> _What is expected_
Rewrite every line of the items, from the beginning up to and including the line containing "151), (295, 119)]", and increase each x and y coordinate in the answers by 136. Omit the pictures.

> _Rows_
++++++++
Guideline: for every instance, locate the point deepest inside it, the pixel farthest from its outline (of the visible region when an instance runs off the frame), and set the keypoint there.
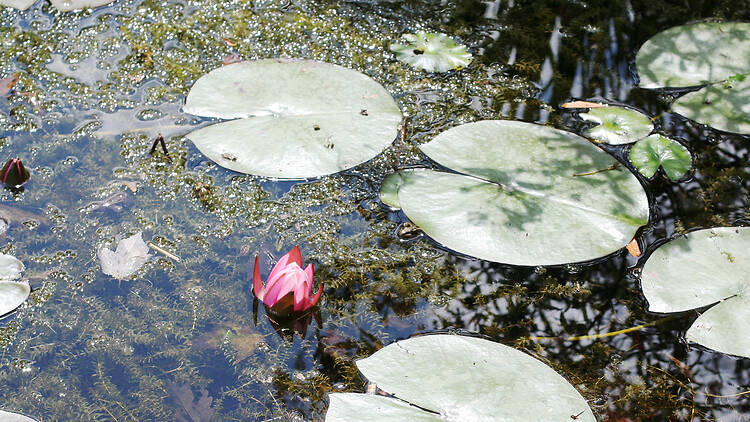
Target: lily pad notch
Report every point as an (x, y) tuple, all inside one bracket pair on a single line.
[(445, 377), (292, 119)]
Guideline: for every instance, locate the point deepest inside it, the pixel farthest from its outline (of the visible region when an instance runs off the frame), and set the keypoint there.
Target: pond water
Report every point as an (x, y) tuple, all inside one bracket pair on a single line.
[(97, 86)]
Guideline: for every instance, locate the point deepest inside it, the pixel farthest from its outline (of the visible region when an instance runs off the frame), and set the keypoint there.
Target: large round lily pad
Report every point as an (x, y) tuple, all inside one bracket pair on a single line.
[(528, 195), (694, 54), (459, 378), (702, 268), (295, 119), (655, 151)]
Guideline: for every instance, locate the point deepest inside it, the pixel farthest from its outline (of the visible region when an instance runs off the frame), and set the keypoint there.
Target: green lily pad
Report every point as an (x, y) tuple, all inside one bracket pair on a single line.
[(722, 106), (702, 268), (432, 52), (459, 378), (523, 184), (617, 125), (694, 54), (655, 151), (295, 119)]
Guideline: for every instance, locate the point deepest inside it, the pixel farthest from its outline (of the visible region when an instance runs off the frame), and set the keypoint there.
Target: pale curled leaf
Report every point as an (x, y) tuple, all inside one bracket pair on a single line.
[(130, 255)]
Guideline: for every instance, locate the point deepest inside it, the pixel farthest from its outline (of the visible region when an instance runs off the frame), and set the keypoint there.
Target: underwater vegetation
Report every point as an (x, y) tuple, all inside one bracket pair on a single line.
[(87, 95)]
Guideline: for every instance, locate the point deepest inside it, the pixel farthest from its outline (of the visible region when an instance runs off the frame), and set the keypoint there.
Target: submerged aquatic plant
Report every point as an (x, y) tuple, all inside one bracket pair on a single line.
[(289, 287), (14, 173)]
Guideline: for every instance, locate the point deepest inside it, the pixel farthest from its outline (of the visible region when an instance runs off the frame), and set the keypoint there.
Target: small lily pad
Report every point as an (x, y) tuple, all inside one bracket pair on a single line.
[(617, 125), (655, 151), (723, 106), (433, 52), (459, 378), (12, 293), (294, 119), (705, 267), (694, 54)]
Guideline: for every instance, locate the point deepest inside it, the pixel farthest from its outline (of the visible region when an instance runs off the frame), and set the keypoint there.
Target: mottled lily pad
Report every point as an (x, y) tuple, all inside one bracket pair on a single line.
[(724, 106), (702, 268), (294, 119), (459, 378), (655, 151), (523, 184), (432, 52), (617, 125), (694, 54)]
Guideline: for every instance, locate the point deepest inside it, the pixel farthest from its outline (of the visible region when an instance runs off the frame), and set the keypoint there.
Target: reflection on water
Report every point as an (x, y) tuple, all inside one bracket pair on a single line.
[(97, 87)]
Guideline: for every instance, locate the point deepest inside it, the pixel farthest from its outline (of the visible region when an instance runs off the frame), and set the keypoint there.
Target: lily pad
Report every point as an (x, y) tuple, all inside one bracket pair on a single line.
[(295, 119), (655, 151), (694, 54), (12, 293), (433, 52), (703, 268), (722, 106), (523, 184), (617, 125), (459, 378), (61, 5)]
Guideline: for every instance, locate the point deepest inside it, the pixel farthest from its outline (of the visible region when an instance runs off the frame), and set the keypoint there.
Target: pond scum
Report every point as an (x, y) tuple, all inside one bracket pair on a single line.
[(95, 89)]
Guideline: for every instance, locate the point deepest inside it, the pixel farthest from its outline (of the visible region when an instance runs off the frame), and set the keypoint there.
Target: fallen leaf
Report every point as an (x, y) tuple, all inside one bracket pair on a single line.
[(130, 255), (6, 84), (633, 248), (582, 104)]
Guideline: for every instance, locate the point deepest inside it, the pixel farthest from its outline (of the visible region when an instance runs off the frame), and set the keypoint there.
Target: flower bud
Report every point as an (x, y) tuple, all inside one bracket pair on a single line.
[(13, 173)]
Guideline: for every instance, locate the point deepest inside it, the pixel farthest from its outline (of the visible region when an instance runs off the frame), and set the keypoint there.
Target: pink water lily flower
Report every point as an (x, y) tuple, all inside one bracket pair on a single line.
[(289, 287)]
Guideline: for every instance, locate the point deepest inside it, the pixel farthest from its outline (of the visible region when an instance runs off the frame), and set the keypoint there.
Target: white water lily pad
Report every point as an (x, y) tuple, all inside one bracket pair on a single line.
[(14, 417), (655, 151), (617, 125), (432, 52), (694, 54), (699, 269), (459, 378), (61, 5), (129, 257), (722, 106), (296, 119), (524, 185)]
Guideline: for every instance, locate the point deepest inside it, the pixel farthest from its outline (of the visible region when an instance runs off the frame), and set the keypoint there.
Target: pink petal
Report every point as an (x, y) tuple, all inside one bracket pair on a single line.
[(257, 282), (283, 263)]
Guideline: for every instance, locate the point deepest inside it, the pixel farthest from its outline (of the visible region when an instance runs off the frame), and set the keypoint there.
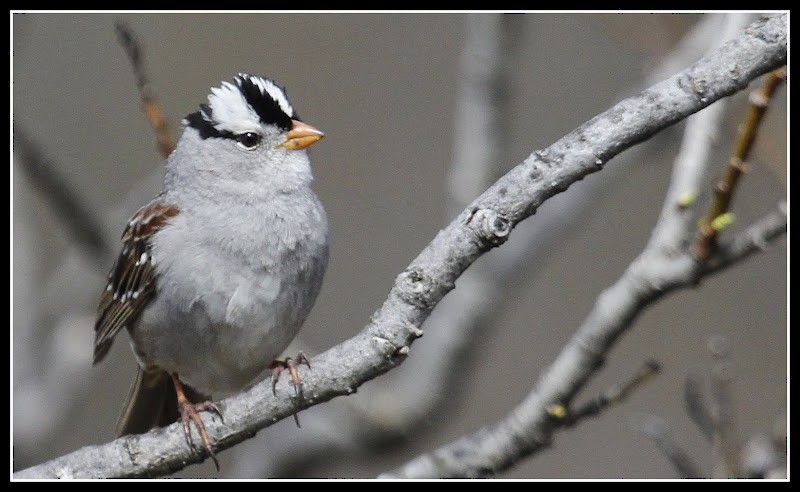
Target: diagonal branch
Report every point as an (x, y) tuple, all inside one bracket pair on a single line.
[(530, 426), (486, 223)]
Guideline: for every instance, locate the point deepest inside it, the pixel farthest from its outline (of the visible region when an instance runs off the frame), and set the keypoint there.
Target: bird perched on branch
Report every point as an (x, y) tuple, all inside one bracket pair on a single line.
[(219, 271)]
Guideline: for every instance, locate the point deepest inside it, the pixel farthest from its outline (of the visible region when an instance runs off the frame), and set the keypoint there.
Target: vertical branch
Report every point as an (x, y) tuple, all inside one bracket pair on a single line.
[(726, 443), (150, 105), (724, 188)]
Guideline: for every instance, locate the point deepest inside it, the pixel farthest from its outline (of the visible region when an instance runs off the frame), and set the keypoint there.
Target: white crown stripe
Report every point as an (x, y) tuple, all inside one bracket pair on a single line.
[(230, 110)]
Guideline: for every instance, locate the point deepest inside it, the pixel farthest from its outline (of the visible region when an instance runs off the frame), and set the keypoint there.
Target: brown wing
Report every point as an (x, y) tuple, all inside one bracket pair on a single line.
[(131, 281)]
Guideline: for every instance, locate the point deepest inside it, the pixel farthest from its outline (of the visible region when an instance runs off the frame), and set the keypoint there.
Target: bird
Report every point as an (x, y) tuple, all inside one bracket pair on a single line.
[(218, 272)]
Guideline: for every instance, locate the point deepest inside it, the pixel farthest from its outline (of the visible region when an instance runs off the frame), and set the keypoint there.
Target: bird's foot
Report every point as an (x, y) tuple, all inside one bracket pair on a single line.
[(290, 364), (190, 413)]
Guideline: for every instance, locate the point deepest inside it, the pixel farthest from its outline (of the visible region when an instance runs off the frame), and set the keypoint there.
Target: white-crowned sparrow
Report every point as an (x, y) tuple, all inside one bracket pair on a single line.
[(219, 271)]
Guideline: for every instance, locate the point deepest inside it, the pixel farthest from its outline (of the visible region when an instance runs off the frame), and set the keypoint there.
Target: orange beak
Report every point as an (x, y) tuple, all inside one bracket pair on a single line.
[(301, 136)]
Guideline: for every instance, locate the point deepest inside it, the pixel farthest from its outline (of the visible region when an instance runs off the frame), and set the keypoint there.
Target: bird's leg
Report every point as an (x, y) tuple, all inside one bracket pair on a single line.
[(191, 412), (290, 364)]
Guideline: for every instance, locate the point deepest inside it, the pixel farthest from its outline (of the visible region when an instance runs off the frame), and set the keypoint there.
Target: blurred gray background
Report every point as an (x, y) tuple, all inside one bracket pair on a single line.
[(383, 88)]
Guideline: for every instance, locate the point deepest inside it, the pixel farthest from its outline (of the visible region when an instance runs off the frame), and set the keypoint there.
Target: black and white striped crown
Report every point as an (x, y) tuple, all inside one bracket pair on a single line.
[(239, 106)]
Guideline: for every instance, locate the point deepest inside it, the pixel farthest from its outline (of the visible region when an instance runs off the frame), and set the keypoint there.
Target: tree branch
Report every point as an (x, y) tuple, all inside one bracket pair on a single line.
[(530, 426), (486, 223)]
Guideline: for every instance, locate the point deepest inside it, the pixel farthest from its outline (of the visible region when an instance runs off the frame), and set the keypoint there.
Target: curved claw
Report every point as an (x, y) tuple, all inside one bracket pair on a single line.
[(290, 364), (190, 412)]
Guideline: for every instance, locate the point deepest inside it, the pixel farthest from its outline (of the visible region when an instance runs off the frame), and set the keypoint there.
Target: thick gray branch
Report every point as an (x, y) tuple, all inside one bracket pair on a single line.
[(486, 223), (529, 427)]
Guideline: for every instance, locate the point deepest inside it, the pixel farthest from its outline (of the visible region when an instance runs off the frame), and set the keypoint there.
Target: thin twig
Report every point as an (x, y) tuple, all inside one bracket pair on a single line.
[(657, 430), (726, 441), (696, 407), (79, 221), (614, 394), (152, 109), (723, 190)]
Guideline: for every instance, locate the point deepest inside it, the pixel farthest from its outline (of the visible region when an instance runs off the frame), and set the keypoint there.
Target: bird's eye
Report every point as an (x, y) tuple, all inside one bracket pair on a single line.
[(249, 139)]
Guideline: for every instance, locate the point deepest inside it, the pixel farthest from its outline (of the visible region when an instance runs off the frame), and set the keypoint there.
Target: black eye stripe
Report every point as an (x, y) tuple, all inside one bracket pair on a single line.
[(249, 139), (268, 109)]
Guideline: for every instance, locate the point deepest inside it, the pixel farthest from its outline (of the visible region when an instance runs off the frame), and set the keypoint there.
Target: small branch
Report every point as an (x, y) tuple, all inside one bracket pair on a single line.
[(614, 394), (656, 429), (385, 342), (128, 40), (528, 429), (79, 222), (726, 441), (724, 189), (696, 406)]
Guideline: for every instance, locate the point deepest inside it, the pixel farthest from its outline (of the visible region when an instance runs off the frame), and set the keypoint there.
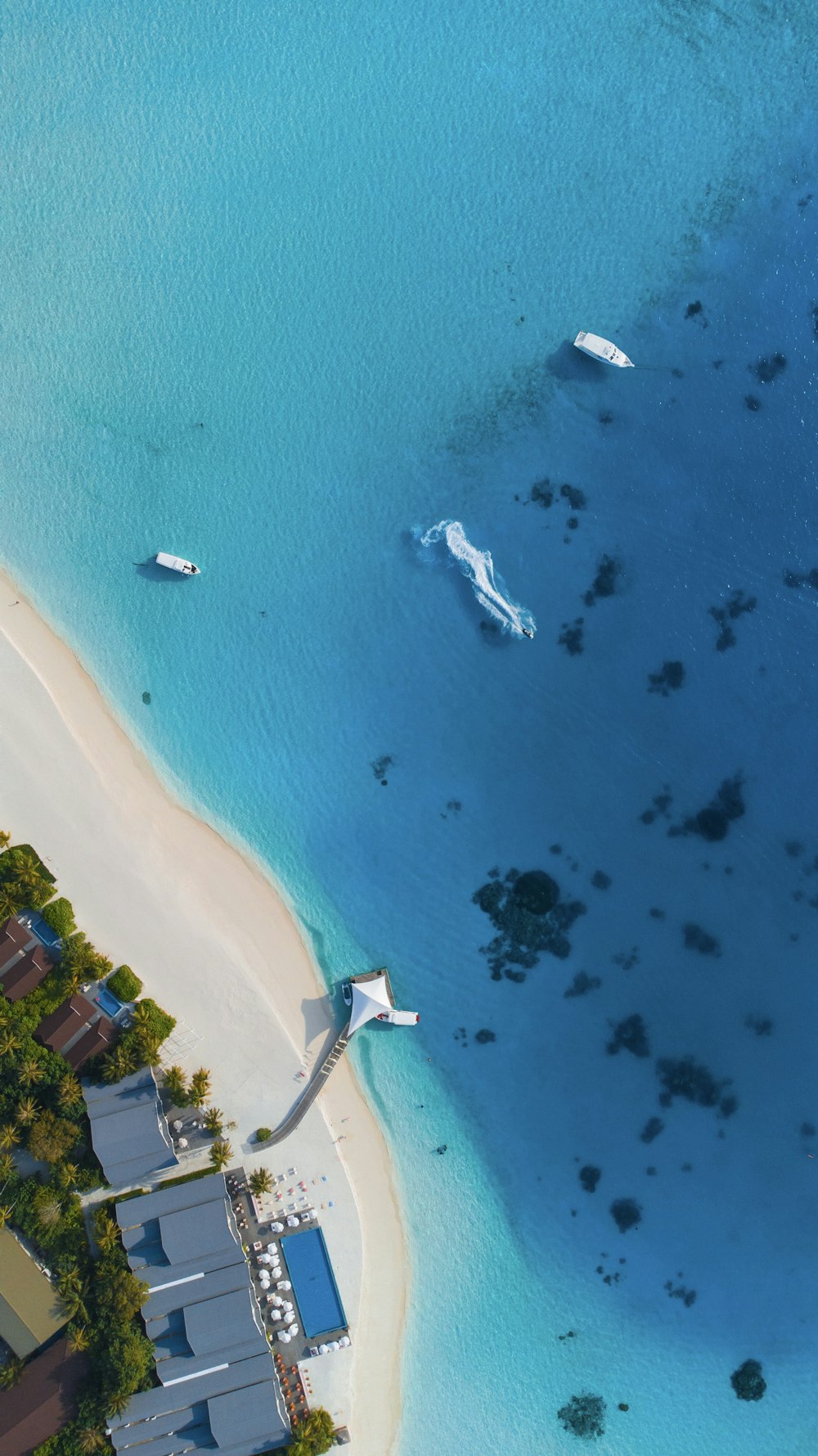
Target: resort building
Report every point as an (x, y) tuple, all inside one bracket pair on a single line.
++++++++
> _Response below_
Guideline: for every instance, locate the point deepest inside it, the pixel farthest from its outline (of the visible region when an instance runs off the frame), and set the keypoint there.
Target: lily pad notch
Report every point as an (x, y) tuple, all inside one bracket pair on a single line.
[(581, 513), (428, 255)]
Guideline: for every instance, locate the point deepest inside it, the pixel farthest from its outline (of the visible region when an instance runs off the frame), and set the keypoint there.
Target: pond water
Report every point as an (x, y) tuple, all inside one bracket pair on a single line.
[(233, 222)]
Guideline: for every instance, locate the point deepest inside it, the pixel farthest from its outline (of the visible region when an instance runs off the frame), and set the keypoint there.
Target: large round lily pad
Report every point as an (x, y) tuple, all inside one bracket pair on a single line.
[(664, 331), (830, 190), (595, 514), (838, 404), (431, 255), (791, 287)]
Guideline: for every instance, locate the point deepest inside it, the pixel farthest from its outline (of the visible region when an instance runs off the frame), and set the keypoint there.
Target: green lily pad
Report every point as an (x, y) tuple, all inside one bracket pair on a single line.
[(858, 242), (838, 404), (568, 188), (595, 514), (659, 320), (753, 261), (830, 190), (791, 287), (431, 255)]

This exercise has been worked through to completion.